- **TEXT PASSAGE**:
Janet Downs's picture
Sun, 18/12/2011 - 12:58

Leonard - you are correct in saying that PISA analysis is based on the raw results of tests. However, the key word is "analysis". OECD use the raw statistics to analyse what is happening in school systems globally. To do this it doesn't just look at the PISA results but matches them with other information from the school systems eg number of private/state schools, how the system is organised (selection allowed or not), remuneration of teachers, training of teachers, hours spent in the classroom and so on, and socio-economic background of pupils. The research is analysed thoroughly and the results published in huge tomes (see Education at a Glance 2011 to get a flavour of all the factors that OECD consider - it runs to about 500 pages). Thankfully, OECD publish summaries of their findings in the PISA in Focus series.


In England, however, raw results are used differently. Firstly, little analysis takes place - the results are used to place schools in league tables. No-one needs a league table to tell that grammar schools will score better than secondary moderns, yet the league tables are used to "prove" that grammar schools are better. The last Government at least made some attempt to put the results in context by publishing Contextual Value Added (CVA) - a measure which was described by OECD as "a move in the right direction" even though is was an imperfect measure of school efficiency*. This Government, however, has abolished CVA. In England, raw results are used to punish schools - those deemed "below the floor" are threatened with being turned into academies (and presumably their senior management sacked) despite many of these having been found by the Education Endowment Fund as being good, even outstanding, schools - their low achievement being caused by factors outside the schools' control.

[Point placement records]
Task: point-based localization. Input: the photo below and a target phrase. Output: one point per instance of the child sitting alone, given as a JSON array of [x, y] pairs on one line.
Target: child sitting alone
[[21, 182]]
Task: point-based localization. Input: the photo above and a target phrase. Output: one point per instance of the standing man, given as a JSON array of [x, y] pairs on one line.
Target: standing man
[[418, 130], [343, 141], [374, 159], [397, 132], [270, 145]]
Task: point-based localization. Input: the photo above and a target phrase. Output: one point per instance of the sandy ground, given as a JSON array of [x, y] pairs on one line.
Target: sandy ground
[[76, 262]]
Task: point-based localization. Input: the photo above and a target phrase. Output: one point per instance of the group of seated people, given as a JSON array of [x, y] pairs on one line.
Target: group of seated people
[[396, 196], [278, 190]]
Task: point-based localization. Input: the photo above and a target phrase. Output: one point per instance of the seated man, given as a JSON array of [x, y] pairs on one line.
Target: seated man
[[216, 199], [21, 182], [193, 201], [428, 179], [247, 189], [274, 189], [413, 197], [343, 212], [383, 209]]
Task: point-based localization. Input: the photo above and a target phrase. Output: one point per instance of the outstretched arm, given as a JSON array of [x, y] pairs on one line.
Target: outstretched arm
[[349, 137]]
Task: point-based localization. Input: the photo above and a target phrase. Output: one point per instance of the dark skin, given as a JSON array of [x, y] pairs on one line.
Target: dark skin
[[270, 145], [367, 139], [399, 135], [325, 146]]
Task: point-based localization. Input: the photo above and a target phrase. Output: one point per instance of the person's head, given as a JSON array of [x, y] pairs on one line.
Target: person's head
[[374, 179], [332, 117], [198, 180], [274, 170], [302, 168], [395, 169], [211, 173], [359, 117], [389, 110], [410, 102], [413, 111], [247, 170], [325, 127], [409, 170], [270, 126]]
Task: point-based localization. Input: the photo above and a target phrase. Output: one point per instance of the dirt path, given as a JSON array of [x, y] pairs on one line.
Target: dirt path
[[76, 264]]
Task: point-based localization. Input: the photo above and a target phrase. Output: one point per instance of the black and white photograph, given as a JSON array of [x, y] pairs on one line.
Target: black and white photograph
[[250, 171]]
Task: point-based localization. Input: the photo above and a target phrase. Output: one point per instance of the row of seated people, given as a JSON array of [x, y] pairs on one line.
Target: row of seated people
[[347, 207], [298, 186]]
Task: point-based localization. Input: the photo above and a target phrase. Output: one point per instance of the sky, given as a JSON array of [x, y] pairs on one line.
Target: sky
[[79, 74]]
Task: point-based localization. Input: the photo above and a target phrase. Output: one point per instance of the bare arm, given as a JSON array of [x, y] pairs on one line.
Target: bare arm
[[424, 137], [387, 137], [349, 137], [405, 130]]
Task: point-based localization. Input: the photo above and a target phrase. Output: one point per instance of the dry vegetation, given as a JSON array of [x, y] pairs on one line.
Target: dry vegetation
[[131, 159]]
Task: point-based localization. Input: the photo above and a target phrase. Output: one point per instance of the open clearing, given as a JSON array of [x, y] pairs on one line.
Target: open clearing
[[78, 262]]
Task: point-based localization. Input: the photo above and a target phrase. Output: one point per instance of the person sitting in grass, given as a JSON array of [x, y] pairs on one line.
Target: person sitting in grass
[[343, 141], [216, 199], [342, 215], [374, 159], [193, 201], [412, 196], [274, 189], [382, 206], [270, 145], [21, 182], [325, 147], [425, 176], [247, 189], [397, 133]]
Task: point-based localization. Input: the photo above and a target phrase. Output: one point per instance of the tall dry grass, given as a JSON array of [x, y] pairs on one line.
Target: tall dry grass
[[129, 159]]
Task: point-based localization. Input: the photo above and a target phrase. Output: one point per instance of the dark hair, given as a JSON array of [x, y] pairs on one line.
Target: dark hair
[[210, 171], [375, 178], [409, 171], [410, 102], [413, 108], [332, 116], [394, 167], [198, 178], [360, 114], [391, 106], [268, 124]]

- **PROBLEM DESCRIPTION**: Reproduce the passage on PISA analysis between "Leonard - you" and "in Focus series.", inclusive, swapping "huge tomes" for "large volumes".

- **ANSWER IN FULL**:
Leonard - you are correct in saying that PISA analysis is based on the raw results of tests. However, the key word is "analysis". OECD use the raw statistics to analyse what is happening in school systems globally. To do this it doesn't just look at the PISA results but matches them with other information from the school systems eg number of private/state schools, how the system is organised (selection allowed or not), remuneration of teachers, training of teachers, hours spent in the classroom and so on, and socio-economic background of pupils. The research is analysed thoroughly and the results published in large volumes (see Education at a Glance 2011 to get a flavour of all the factors that OECD consider - it runs to about 500 pages). Thankfully, OECD publish summaries of their findings in the PISA in Focus series.